▸ **Try it**: Give again, word for word, each line below starting at the one that contains "positive clicks: (518, 210)" and ending at the one that contains "box: [12, 202, 636, 480]".

▸ **Records shown**:
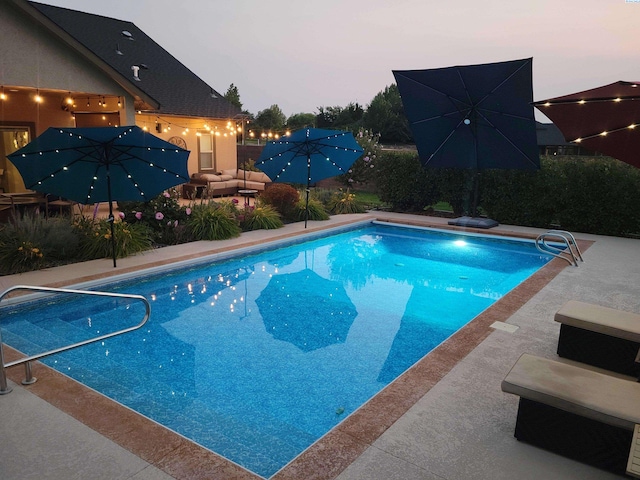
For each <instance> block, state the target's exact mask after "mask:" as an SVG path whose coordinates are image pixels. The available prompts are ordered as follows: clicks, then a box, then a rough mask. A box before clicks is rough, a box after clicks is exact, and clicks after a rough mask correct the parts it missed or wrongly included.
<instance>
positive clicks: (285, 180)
mask: <svg viewBox="0 0 640 480" xmlns="http://www.w3.org/2000/svg"><path fill="white" fill-rule="evenodd" d="M363 152H364V150H363V149H362V147H361V146H360V145H359V144H358V142H356V140H355V138H353V134H352V133H351V132H343V131H339V130H324V129H319V128H303V129H301V130H297V131H295V132H293V133H292V134H291V135H288V136H286V137H282V138H280V139H279V140H274V141H271V142H268V143H267V144H266V145H265V147H264V149H263V150H262V154H261V155H260V158H258V160H257V161H256V164H255V165H256V167H258V168H259V169H260V170H262V171H263V172H264V173H266V174H267V175H268V176H269V178H271V180H273V181H274V182H289V183H302V184H305V185H306V186H307V190H306V194H307V198H306V205H305V209H306V214H305V220H304V226H305V228H306V227H307V220H308V218H309V187H310V186H311V185H312V184H315V183H316V182H319V181H320V180H324V179H325V178H331V177H335V176H337V175H342V174H343V173H347V172H348V171H349V168H350V167H351V165H353V162H355V161H356V160H357V159H358V158H359V157H360V156H361V155H362V153H363Z"/></svg>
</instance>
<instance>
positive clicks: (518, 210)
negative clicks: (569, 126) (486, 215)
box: [482, 157, 640, 236]
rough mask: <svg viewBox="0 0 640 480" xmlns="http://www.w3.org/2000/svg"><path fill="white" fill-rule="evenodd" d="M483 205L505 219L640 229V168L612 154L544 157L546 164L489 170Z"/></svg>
mask: <svg viewBox="0 0 640 480" xmlns="http://www.w3.org/2000/svg"><path fill="white" fill-rule="evenodd" d="M484 177H485V178H483V181H484V185H483V200H482V205H483V208H484V209H485V210H486V212H487V215H489V216H490V217H491V218H494V219H495V220H497V221H499V222H501V223H507V224H515V225H525V226H533V227H540V228H549V227H559V228H562V229H563V230H569V231H574V232H585V233H594V234H601V235H615V236H629V235H632V234H638V233H640V195H639V194H638V192H640V170H639V169H637V168H634V167H632V166H630V165H627V164H625V163H623V162H620V161H618V160H614V159H611V158H607V157H542V158H541V169H540V170H537V171H534V172H519V171H515V170H506V171H491V172H487V173H486V174H485V175H484Z"/></svg>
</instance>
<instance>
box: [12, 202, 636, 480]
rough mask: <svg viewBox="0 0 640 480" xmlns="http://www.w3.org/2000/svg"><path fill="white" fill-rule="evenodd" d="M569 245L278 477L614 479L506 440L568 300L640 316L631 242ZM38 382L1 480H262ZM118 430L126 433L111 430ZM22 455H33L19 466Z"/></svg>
mask: <svg viewBox="0 0 640 480" xmlns="http://www.w3.org/2000/svg"><path fill="white" fill-rule="evenodd" d="M375 216H376V217H377V218H381V219H389V220H393V221H394V222H406V223H411V224H425V225H432V226H437V227H441V228H447V226H446V219H439V218H435V217H425V216H413V215H404V214H392V213H384V212H376V214H375ZM361 218H365V216H364V215H340V216H335V217H332V219H331V220H330V221H329V222H310V225H309V228H308V231H310V232H314V231H317V229H321V228H327V227H329V226H333V225H335V224H336V223H337V222H345V221H349V220H354V219H361ZM302 232H303V228H302V225H300V224H290V225H287V226H285V227H284V229H281V230H278V231H265V230H262V231H255V232H248V234H243V235H242V237H241V238H239V239H235V240H229V241H223V242H219V243H218V242H216V243H215V246H213V247H212V245H211V244H208V243H207V242H198V243H197V244H190V245H178V246H175V247H166V248H162V249H158V250H156V251H153V252H149V253H145V254H144V255H138V256H134V257H129V258H126V259H122V261H120V262H119V264H118V269H116V271H115V272H114V271H113V270H114V269H113V268H112V266H111V264H110V263H109V261H108V260H100V261H92V262H87V264H86V265H84V264H83V265H69V266H66V267H60V268H56V269H50V270H46V271H41V272H33V273H28V274H22V275H19V276H14V277H0V286H1V287H2V289H4V288H7V287H9V286H10V285H11V284H15V283H18V282H19V283H24V284H42V285H45V284H46V285H63V284H68V283H69V282H74V281H76V280H78V279H79V280H83V281H84V280H88V279H95V278H100V277H103V276H105V275H109V274H112V273H122V272H125V271H133V270H135V269H138V268H142V267H147V266H152V265H159V264H164V263H166V262H171V261H175V260H180V259H184V258H188V257H193V256H198V255H204V254H206V253H207V252H209V251H210V250H211V248H215V249H221V250H225V249H231V248H236V247H241V246H243V245H248V244H253V243H258V242H259V243H262V242H265V241H268V240H269V238H273V237H274V236H282V235H298V234H300V233H302ZM491 233H499V234H506V235H512V236H523V235H536V234H537V233H539V232H538V230H536V229H531V228H524V227H517V226H509V225H500V226H498V227H495V228H494V229H492V230H491ZM575 235H576V238H577V239H578V241H579V242H580V243H581V248H582V252H583V256H584V259H585V262H584V263H583V264H581V265H580V266H579V267H569V266H565V265H566V263H564V262H560V261H554V262H552V264H553V265H550V268H549V269H546V268H545V270H544V272H540V275H536V276H535V278H532V279H531V281H527V282H526V284H523V285H522V286H521V287H518V288H517V289H516V291H515V292H514V293H513V294H511V295H508V296H507V297H505V298H504V299H502V300H500V301H499V302H498V303H497V304H496V305H494V306H493V307H491V308H490V309H489V310H488V311H486V312H484V313H483V314H482V315H480V316H479V317H478V318H477V319H476V320H474V321H473V322H472V323H471V324H469V325H468V326H467V327H465V328H464V329H463V330H461V331H460V332H458V333H457V334H456V335H454V337H452V338H451V339H450V340H448V341H446V342H445V343H444V344H443V345H441V346H440V347H439V348H437V349H436V350H434V351H433V352H432V353H431V354H429V355H427V356H426V357H425V358H424V359H423V360H421V361H420V362H418V364H416V365H415V366H414V368H413V369H412V370H410V371H409V372H407V374H405V375H404V376H403V377H401V378H399V379H398V380H397V381H396V382H394V383H393V384H392V385H390V386H389V387H388V388H387V389H385V390H384V391H383V392H381V393H380V394H379V395H378V396H376V397H375V398H374V399H373V400H372V401H370V402H369V404H367V405H366V406H365V407H363V408H362V409H361V410H359V411H357V412H355V413H354V414H353V415H352V416H350V417H349V418H348V419H346V421H344V422H343V423H342V424H340V425H339V426H338V427H337V428H336V429H334V430H332V431H331V432H330V433H329V434H327V435H326V436H325V437H323V438H322V439H321V440H320V441H318V442H317V444H315V445H313V446H312V447H311V448H310V449H309V450H308V451H307V452H305V453H303V454H302V455H301V456H300V457H299V458H297V459H296V460H295V461H293V462H292V463H291V464H290V465H288V466H287V467H285V468H284V469H283V470H282V471H281V472H279V473H278V474H276V475H275V476H274V477H273V478H276V479H298V478H316V479H330V478H331V479H333V478H337V479H340V480H353V479H363V480H364V479H380V480H383V479H384V480H387V479H421V480H422V479H427V480H441V479H448V480H458V479H460V478H483V479H485V478H486V479H513V478H518V479H538V478H562V479H576V480H577V479H580V480H582V479H594V480H595V479H609V478H611V479H613V478H620V477H619V475H617V474H614V473H609V472H607V471H605V470H602V469H599V468H595V467H591V466H589V465H586V464H585V463H582V462H577V461H575V460H571V459H569V458H567V457H566V456H562V455H558V454H556V453H552V452H549V451H547V450H545V449H541V448H538V447H536V446H533V445H531V444H529V443H526V442H520V441H518V440H517V439H516V438H514V429H515V426H516V421H517V410H518V397H517V396H516V395H513V394H512V393H505V392H503V391H502V389H501V384H502V381H503V380H504V379H505V377H506V376H507V375H508V373H509V371H510V370H511V368H512V367H513V365H514V364H516V362H517V361H518V359H519V358H520V357H521V356H522V355H523V354H529V355H531V356H535V357H540V358H543V359H547V360H550V361H557V360H558V355H557V352H556V350H557V347H558V337H559V330H560V324H559V322H557V321H555V320H554V316H555V314H556V313H557V312H558V311H559V310H560V309H561V308H562V307H563V305H564V304H565V303H566V302H567V301H568V300H576V301H581V302H586V303H591V304H597V305H601V306H607V307H609V308H615V309H619V310H623V311H627V312H635V313H640V306H639V305H638V300H637V299H638V295H637V285H638V284H640V271H639V270H638V268H637V265H636V264H634V262H629V259H630V258H638V254H639V253H640V243H639V241H638V240H634V239H624V238H616V237H602V236H596V235H587V234H580V233H575ZM45 370H46V369H44V368H42V367H41V366H39V365H36V368H35V372H34V374H35V375H36V376H37V377H39V381H38V382H37V383H36V384H34V385H32V386H29V387H24V386H22V385H20V383H19V382H20V380H21V379H22V377H23V374H24V372H23V371H22V370H21V369H16V368H14V369H11V371H10V372H9V378H10V382H11V385H12V387H13V389H14V391H13V392H12V393H11V394H9V395H5V396H3V397H0V414H2V417H3V418H4V419H6V421H4V422H3V424H2V425H0V434H1V435H2V438H4V439H7V440H8V442H7V444H6V445H9V447H7V448H6V449H5V450H3V451H4V452H5V456H4V458H3V460H2V462H0V477H2V478H21V479H25V478H42V476H43V474H44V472H48V473H49V474H50V475H51V476H50V478H69V477H70V476H73V475H76V476H77V477H78V478H95V479H112V478H132V479H133V478H136V479H142V478H154V479H170V478H179V479H181V478H252V479H255V478H256V477H255V476H253V475H251V474H249V473H247V472H245V471H242V470H238V469H237V467H234V466H233V465H229V464H225V463H224V462H221V461H220V459H219V457H216V456H215V455H210V454H208V453H207V451H204V450H203V449H201V448H199V447H197V446H196V445H193V444H190V443H189V442H186V441H184V439H180V437H179V436H171V435H170V434H169V433H168V432H166V431H163V430H162V429H160V430H158V429H157V428H158V427H157V425H153V424H150V423H148V422H147V423H145V422H143V421H142V419H139V418H137V417H135V416H132V415H131V413H130V412H127V410H126V409H122V411H120V410H118V409H117V408H116V407H115V406H114V405H113V404H111V403H110V402H109V403H102V402H103V400H102V399H101V398H99V396H97V395H96V394H95V393H91V392H90V391H84V390H82V389H80V388H79V387H78V385H77V384H75V383H74V382H71V383H69V382H67V381H65V377H63V376H61V375H59V374H57V375H51V374H50V373H47V372H46V371H45ZM79 398H81V399H82V401H80V402H79V401H78V399H79ZM98 412H100V413H98ZM25 418H29V421H28V422H25V421H24V419H25ZM117 418H121V419H123V420H124V423H118V422H117V421H115V420H114V419H117ZM43 425H46V428H42V426H43ZM27 451H28V452H30V454H29V455H25V454H24V453H23V452H27ZM88 460H89V461H88Z"/></svg>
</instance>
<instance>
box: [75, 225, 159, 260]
mask: <svg viewBox="0 0 640 480" xmlns="http://www.w3.org/2000/svg"><path fill="white" fill-rule="evenodd" d="M74 227H75V230H76V231H77V232H78V234H79V236H80V248H79V255H78V256H79V258H80V259H83V260H93V259H97V258H111V257H112V256H113V250H112V248H113V242H112V241H111V224H110V222H109V221H108V220H106V219H97V220H92V219H88V218H80V219H78V220H77V221H76V223H75V225H74ZM113 230H114V235H115V248H116V257H117V258H124V257H128V256H129V255H133V254H136V253H139V252H143V251H145V250H149V249H150V248H151V247H152V242H151V237H150V235H149V228H148V227H147V226H146V225H145V224H143V223H134V224H130V223H127V222H124V221H117V220H116V221H115V222H114V224H113Z"/></svg>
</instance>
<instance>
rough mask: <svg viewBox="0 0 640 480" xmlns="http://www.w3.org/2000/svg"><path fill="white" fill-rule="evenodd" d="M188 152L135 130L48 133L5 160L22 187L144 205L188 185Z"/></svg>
mask: <svg viewBox="0 0 640 480" xmlns="http://www.w3.org/2000/svg"><path fill="white" fill-rule="evenodd" d="M188 157H189V151H188V150H184V149H182V148H180V147H176V146H175V145H173V144H171V143H169V142H166V141H164V140H162V139H161V138H158V137H156V136H154V135H151V134H150V133H148V132H145V131H144V130H142V129H141V128H140V127H137V126H126V127H95V128H53V127H52V128H49V129H47V130H46V131H45V132H44V133H43V134H42V135H40V136H39V137H37V138H36V139H35V140H33V141H32V142H31V143H29V144H28V145H26V146H25V147H23V148H21V149H19V150H17V151H15V152H14V153H12V154H11V155H9V156H8V158H9V160H11V162H12V163H13V164H14V165H15V166H16V168H17V169H18V171H19V172H20V175H21V176H22V179H23V181H24V184H25V186H26V188H28V189H31V190H35V191H38V192H42V193H46V194H51V195H57V196H60V197H64V198H67V199H69V200H73V201H76V202H78V203H82V204H89V203H98V202H109V220H110V222H111V238H112V242H113V266H114V267H115V266H116V251H115V240H114V237H113V220H114V218H113V205H112V203H113V201H147V200H151V199H152V198H153V197H155V196H156V195H158V194H159V193H160V192H162V191H164V190H166V189H167V188H170V187H173V186H175V185H178V184H181V183H184V182H188V181H189V173H188V171H187V159H188Z"/></svg>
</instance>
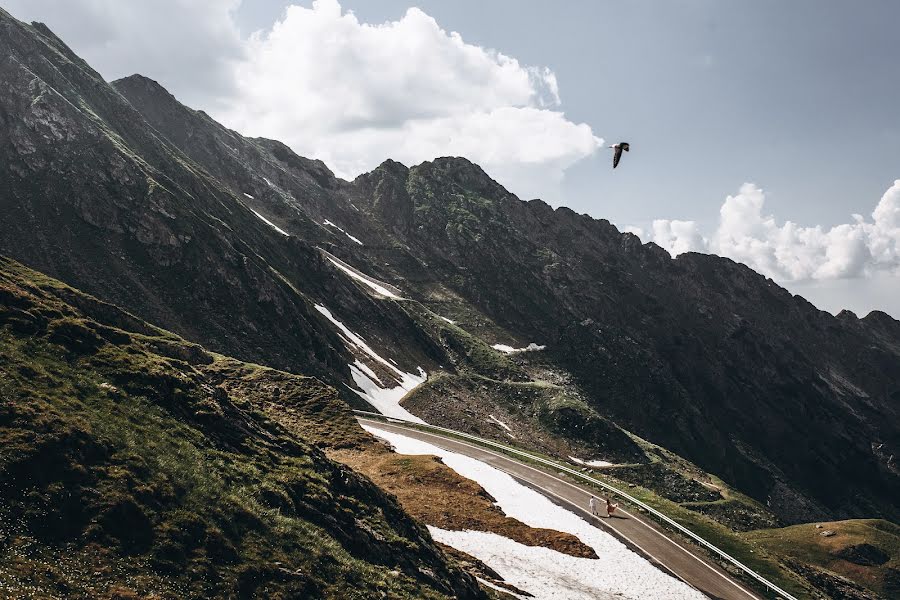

▸ **Written answer**:
positive clicks: (518, 210)
negative clicks: (569, 126) (486, 215)
box: [482, 157, 640, 236]
rough mask: <svg viewBox="0 0 640 480" xmlns="http://www.w3.org/2000/svg"><path fill="white" fill-rule="evenodd" d="M483 205L505 219L640 229V168L612 154L544 157L546 164L489 170Z"/></svg>
mask: <svg viewBox="0 0 640 480" xmlns="http://www.w3.org/2000/svg"><path fill="white" fill-rule="evenodd" d="M484 177H485V178H483V181H484V185H483V200H482V205H483V208H484V209H485V210H486V212H487V215H489V216H490V217H491V218H494V219H495V220H497V221H499V222H501V223H507V224H515V225H525V226H533V227H540V228H549V227H559V228H562V229H563V230H569V231H574V232H585V233H594V234H601V235H615V236H629V235H632V234H638V233H640V195H639V194H638V192H640V170H639V169H637V168H634V167H632V166H630V165H627V164H625V163H623V162H620V161H618V160H614V159H611V158H607V157H542V158H541V169H540V170H537V171H534V172H519V171H515V170H506V171H491V172H487V173H486V174H485V175H484Z"/></svg>
</instance>
<instance>
box: [12, 202, 636, 480]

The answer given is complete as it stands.